Of course, if we can allow a certain degree of nomology into our studies, on
pain of excluding generalisations in general, then the role of psychology
comes back in, albeit in the form of providing laws that constrain not
explain (72). This, however, hits the possible nub of the problem -- the sort
of explanation we can provide and its truth status. One of Michael Dummett's
arguments against Wittgensteinian ideas is that they are too destructive and
Hacker's piece begins with a sub-section titled 'Not merely destructive'
(39). What is it that might be destroyed? On the one hand it is the idea of a
'systematic theory', an intellectual tool with the same scope and explanatory
power as we find theories in the physical sciences possessing. On this count
I would probably side with the Wittgensteinians, but then so would the majority
of 'postmodernists' who long ago gave up 'grand narratives' (by which is
generally meant the idea of systematic theory with universal application). On
the other hand, however, there is the distinction between force and sense
(*Sinn* and *Kraft*), between a pragmatism and a semantics, which Dummett
holds to be essentially Fregean and which he also holds to be destroyed by
Wittgenstein's' work. [1] In addition, Dummett suggests the notion of *truth*
is replaced by the notion of *justification of an utterance*. [2] On both
these latter points it is not clear that Wittgenstein or the Wittgensteinians
of this collection can offer any positive contribution to a Wittgensteinian
understanding of the arts that can defend itself from these problems. Whilst
they can and do point to conceptual confusions, the major confusion of a 'scientistic'
theoretical stance seems a weak and perhaps non-existent target. The more
positive implications of the arguments collected here would be to deny the
legitimacy of any theoretical structure as an explanatory tool with which to
investigate the humanities. It must then be asked, what would be left?
Attention to context? Explanation on the basis of meanings determined by use
or application? The key question that has to be
answered is how can we make explanations without generalising and how can we
then generalise without, in practice, constructing a theory of sorts? We can
describe, for example, films or artworks phenomenologically; we can ascribe
subjective reactions to works of art; and we can share these things in a
friendly (perhaps the word should be 'civilised') conversation, but this
amounts to little more than the activity of a dinner party conversation. At
what point are we going to be allowed a notion of explanation that is
attached to a notion of *knowledge*? We can all *offer an explanation* of a
film but how are we to begin to differentiate between *competing
explanations*? In the end the attack on theory, whilst offering itself as
attentive to the cultural objects under study, often appears as an attack on
any revaluation of these objects grounded on a theoretical understanding of
the *force* these objects have. Graham McFee's contribution
(Chapter 4), for example, attempts to lay out a Wittgensteinian approach to
judging artworks by taking the judgement process to be an act. In a rather
complicated and dense chapter he attempts to take us through the delicate
structures of justification for particular judgements but it becomes obvious
he must rely upon a notion of a 'competent judge'. He argues that 'Wittgenstein's
insight is that the idea of a competent judge does not require concretization
. . . when the powers and capacities of such judges operate smoothly, there
is nothing more to be said: they are marked out as competent judges . . . by
this role in the explanation of art' (105-106). Underlying this competence in
explaining art is the acceptance of the explanation -- the fact that it
explains, that it helps us see something or gives us some insight which
involves a process of valuing as much as simple perception (100-102). This is
acceptable, perhaps, to a point and that point is precisely when I am given
*two or more* explanations or insights which compete or even contradict each
other. This situation seems impossible to rule out *a priori*, so we are left
with a philosophical approach that is unable to do anything *precisely at the
point when it is most needed*. The issue of explanation, and
quite what sort of explanation is needed with respect to the humanities, is
central to a number of these essays and to the overall line they take. The
basic gist of the argument is to point to a difference between the type of
explanation called for in science and that which is called for in
understanding the arts. In particular the difference between *showing a
cause* and *giving a reason* is used to motivate a basic claim that there is
conceptual confusion whenever someone tries to show the cause of some artwork
or human intentional act. Human beings act in such a way that there are not
really *causes* for their actions, even though they can still give *reasons*.

Pointing records:
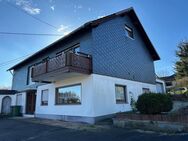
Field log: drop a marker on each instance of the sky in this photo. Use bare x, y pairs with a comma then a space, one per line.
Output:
165, 22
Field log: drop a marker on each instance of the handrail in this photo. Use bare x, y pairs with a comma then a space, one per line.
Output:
65, 59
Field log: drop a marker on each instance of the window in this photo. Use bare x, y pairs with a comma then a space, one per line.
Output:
44, 97
129, 32
29, 78
146, 90
120, 92
68, 95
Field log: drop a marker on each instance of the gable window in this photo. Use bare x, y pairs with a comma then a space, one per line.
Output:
29, 78
44, 97
145, 90
129, 32
68, 95
120, 92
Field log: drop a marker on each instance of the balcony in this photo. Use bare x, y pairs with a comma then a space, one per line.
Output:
63, 66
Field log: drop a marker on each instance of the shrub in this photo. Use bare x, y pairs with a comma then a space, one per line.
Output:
153, 103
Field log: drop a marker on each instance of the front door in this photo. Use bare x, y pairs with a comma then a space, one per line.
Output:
6, 103
30, 102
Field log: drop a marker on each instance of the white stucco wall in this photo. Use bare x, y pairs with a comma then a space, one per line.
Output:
97, 98
104, 94
84, 109
12, 100
22, 102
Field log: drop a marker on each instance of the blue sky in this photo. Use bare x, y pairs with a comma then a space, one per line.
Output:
165, 22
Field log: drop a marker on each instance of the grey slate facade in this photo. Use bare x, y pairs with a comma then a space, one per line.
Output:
113, 53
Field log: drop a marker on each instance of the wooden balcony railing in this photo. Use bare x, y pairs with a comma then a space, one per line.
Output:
71, 61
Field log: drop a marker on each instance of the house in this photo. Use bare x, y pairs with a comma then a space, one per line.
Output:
170, 81
7, 99
89, 74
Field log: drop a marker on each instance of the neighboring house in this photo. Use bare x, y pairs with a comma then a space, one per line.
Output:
90, 73
7, 99
170, 82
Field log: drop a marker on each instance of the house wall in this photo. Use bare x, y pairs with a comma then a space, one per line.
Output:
115, 54
53, 111
12, 100
104, 100
19, 82
98, 98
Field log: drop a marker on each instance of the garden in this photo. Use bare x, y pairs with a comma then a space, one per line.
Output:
156, 112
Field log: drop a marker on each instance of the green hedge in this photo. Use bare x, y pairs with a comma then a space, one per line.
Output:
153, 103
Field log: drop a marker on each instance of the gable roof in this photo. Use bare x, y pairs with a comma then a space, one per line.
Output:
7, 92
91, 24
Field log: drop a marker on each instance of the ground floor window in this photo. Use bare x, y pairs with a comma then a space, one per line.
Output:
120, 92
44, 97
68, 95
145, 90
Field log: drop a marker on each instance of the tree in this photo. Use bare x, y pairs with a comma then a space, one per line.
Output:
181, 65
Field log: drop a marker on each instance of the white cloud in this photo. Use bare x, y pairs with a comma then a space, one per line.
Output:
64, 29
52, 7
28, 7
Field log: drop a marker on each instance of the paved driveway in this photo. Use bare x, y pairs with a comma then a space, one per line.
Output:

▶ **Directions**:
A) For each statement below, say whether it agrees with the passage on Wittgenstein and the arts, answering yes or no and quoting the words of the passage that decide it: (i) Hacker's piece opens with a sub-section titled 'Not merely destructive'; (ii) Graham McFee's contribution is Chapter 6 of the collection; (iii) Dummett holds the distinction between force and sense to be essentially Kantian.
B) Print, line for line and unchanged, the stretch of the listing from the line that contains "the white cloud" through the end of the listing.

▶ **Solved tasks**:
A)
(i) Yes: "Hacker's piece begins with a sub-section titled 'Not merely destructive'"
(ii) No: "Graham McFee's contribution (Chapter 4)"
(iii) No: "which Dummett holds to be essentially Fregean"

B)
Field log: drop a marker on each instance of the white cloud in this photo. Use bare x, y pairs with a comma then a space, one per line.
Output:
64, 29
52, 7
28, 7
Field log: drop a marker on each instance of the paved driveway in this photo. Use bare x, y pairs with a comma then a space, one per line.
Output:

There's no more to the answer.